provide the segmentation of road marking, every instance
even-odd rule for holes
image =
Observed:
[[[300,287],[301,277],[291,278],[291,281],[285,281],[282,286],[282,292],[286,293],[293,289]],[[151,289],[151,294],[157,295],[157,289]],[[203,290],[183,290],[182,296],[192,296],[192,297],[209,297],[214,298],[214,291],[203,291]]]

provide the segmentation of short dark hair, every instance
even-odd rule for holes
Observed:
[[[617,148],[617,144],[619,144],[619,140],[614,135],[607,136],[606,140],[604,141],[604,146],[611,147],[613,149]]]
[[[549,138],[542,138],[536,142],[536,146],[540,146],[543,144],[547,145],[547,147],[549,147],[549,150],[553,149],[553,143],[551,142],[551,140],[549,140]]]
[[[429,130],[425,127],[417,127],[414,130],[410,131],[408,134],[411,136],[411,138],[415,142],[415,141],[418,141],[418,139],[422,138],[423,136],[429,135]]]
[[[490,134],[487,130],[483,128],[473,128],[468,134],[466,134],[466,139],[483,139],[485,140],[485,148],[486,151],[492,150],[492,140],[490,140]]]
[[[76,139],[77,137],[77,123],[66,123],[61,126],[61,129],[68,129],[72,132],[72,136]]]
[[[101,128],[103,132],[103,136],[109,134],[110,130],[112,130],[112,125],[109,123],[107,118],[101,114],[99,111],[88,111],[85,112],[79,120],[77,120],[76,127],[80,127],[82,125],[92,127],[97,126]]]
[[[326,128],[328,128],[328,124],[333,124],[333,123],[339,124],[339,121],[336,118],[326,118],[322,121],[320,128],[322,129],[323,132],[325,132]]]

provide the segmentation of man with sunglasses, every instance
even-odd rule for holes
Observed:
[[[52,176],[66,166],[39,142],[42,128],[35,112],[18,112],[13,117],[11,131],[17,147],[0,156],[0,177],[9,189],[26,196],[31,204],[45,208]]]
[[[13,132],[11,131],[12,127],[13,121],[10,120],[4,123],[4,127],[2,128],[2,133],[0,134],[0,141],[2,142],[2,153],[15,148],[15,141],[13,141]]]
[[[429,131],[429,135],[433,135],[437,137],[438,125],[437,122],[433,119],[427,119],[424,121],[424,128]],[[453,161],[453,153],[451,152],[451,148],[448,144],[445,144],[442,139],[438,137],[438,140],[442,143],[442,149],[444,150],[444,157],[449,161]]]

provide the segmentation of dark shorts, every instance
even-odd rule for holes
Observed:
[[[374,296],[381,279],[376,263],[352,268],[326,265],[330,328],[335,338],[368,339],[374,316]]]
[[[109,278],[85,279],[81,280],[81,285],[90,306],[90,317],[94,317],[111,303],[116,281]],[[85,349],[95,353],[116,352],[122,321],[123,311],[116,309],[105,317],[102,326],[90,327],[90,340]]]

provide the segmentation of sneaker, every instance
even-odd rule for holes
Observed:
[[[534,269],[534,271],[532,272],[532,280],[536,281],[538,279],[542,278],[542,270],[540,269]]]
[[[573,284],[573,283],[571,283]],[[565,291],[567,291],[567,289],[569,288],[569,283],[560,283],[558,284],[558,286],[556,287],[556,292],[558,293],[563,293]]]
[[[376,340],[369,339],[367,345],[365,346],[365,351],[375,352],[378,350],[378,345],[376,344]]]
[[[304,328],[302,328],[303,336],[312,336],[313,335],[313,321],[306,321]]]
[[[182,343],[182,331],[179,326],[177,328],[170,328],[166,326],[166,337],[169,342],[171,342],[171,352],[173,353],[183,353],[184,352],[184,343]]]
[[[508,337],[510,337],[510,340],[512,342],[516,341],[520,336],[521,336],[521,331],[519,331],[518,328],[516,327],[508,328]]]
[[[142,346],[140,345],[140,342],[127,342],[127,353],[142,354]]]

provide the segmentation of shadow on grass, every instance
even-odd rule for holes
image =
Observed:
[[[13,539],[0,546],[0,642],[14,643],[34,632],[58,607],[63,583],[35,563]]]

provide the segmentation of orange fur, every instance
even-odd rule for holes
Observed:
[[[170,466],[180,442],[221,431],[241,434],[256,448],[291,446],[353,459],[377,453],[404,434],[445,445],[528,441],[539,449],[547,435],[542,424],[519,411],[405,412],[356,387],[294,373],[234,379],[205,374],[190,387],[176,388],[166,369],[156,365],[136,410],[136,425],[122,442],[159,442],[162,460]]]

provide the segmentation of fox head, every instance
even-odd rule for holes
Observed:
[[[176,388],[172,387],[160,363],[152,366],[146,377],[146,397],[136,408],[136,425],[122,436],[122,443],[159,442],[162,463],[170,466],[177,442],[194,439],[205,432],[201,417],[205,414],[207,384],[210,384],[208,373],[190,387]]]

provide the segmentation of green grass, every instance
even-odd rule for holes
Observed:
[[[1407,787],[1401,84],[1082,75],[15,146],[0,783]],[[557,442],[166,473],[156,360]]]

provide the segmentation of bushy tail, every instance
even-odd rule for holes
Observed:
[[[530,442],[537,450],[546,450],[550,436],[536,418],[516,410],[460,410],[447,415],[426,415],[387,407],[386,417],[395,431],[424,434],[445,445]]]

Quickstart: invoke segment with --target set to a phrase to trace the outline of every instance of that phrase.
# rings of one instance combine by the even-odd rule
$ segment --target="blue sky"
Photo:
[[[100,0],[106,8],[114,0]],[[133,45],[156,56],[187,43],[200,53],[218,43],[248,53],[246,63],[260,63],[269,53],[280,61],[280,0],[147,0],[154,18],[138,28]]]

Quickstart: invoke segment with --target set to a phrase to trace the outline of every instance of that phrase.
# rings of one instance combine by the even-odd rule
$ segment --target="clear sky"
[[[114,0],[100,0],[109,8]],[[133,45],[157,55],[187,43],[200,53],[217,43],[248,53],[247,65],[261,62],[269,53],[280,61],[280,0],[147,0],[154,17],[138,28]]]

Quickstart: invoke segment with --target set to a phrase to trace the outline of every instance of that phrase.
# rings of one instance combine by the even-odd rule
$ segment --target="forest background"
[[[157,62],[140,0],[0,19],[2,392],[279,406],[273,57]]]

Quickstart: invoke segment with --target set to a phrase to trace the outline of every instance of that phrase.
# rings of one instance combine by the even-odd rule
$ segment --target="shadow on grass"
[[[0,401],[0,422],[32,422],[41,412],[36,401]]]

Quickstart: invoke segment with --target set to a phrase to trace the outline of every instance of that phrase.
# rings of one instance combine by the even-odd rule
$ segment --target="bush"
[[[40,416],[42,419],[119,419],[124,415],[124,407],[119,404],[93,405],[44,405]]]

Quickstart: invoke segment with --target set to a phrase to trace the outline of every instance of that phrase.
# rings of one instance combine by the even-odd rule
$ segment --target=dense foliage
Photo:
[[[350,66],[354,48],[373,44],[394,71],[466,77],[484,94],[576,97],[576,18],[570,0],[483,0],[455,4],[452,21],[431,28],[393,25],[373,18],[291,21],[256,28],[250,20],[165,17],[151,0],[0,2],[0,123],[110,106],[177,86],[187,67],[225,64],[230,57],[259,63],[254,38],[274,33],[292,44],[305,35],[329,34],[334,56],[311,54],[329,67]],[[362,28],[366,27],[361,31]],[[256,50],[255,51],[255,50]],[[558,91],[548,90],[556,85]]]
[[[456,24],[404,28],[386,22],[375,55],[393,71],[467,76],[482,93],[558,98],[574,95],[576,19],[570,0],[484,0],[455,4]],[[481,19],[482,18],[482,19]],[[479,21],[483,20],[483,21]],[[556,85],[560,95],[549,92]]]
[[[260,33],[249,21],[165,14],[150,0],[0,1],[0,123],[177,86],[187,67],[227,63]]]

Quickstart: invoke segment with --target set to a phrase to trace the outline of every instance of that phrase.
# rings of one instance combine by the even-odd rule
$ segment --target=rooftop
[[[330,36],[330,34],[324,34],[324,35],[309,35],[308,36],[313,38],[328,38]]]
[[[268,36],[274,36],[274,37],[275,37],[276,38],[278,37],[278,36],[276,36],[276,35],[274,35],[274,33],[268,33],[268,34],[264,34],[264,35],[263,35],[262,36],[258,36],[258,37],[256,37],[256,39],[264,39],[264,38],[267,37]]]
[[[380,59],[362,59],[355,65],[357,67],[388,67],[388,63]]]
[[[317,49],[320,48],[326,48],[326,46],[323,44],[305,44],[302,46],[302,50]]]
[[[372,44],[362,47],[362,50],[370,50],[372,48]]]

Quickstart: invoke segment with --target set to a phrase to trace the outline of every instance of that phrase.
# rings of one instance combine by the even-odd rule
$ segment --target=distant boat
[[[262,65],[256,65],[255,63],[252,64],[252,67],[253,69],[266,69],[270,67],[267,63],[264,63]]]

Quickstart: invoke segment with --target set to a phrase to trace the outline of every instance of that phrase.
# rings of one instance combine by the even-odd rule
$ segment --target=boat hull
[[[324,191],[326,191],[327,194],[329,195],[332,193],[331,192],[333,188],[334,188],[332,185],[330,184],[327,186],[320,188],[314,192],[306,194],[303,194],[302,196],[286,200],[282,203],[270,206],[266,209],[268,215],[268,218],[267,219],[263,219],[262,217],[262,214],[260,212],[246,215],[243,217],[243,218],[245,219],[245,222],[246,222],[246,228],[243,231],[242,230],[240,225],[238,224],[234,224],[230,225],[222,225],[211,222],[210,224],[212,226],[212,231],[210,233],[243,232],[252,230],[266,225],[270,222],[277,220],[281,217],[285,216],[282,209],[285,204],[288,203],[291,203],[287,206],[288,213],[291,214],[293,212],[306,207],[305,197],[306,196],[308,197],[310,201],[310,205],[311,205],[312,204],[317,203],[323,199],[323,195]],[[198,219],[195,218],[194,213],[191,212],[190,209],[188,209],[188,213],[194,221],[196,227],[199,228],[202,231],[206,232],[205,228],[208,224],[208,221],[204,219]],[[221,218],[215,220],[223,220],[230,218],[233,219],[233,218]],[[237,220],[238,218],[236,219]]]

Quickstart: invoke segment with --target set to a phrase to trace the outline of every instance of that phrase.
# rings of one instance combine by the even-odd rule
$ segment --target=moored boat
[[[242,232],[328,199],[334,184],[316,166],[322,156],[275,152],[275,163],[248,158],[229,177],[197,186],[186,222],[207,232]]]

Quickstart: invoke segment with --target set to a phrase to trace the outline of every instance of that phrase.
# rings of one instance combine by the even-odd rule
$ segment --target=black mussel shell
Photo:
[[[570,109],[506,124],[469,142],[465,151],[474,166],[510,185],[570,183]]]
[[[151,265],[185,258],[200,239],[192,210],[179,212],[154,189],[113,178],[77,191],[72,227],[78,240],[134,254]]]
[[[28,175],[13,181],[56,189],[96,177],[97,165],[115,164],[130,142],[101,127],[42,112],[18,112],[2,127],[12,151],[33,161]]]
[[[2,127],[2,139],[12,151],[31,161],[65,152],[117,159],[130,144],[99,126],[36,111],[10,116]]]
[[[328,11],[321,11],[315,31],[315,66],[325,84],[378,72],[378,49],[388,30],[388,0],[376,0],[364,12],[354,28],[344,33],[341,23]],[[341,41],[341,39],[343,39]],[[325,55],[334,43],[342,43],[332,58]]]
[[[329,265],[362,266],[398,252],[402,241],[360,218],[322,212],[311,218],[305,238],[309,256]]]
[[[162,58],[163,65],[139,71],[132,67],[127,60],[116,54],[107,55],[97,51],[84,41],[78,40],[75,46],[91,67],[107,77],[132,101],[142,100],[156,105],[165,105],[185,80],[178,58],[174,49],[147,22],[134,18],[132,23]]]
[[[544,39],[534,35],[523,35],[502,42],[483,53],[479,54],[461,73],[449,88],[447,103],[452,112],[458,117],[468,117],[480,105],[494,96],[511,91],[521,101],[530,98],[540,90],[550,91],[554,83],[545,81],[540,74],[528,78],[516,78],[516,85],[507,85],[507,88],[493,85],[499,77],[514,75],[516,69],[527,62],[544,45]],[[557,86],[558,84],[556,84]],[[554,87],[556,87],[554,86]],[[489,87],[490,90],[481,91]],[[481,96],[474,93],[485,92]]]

> [THE REQUEST]: How many lines in the rows above contain the string "grass"? Reply with the number alone.

> [ANSWER TO THE EXERCISE]: 3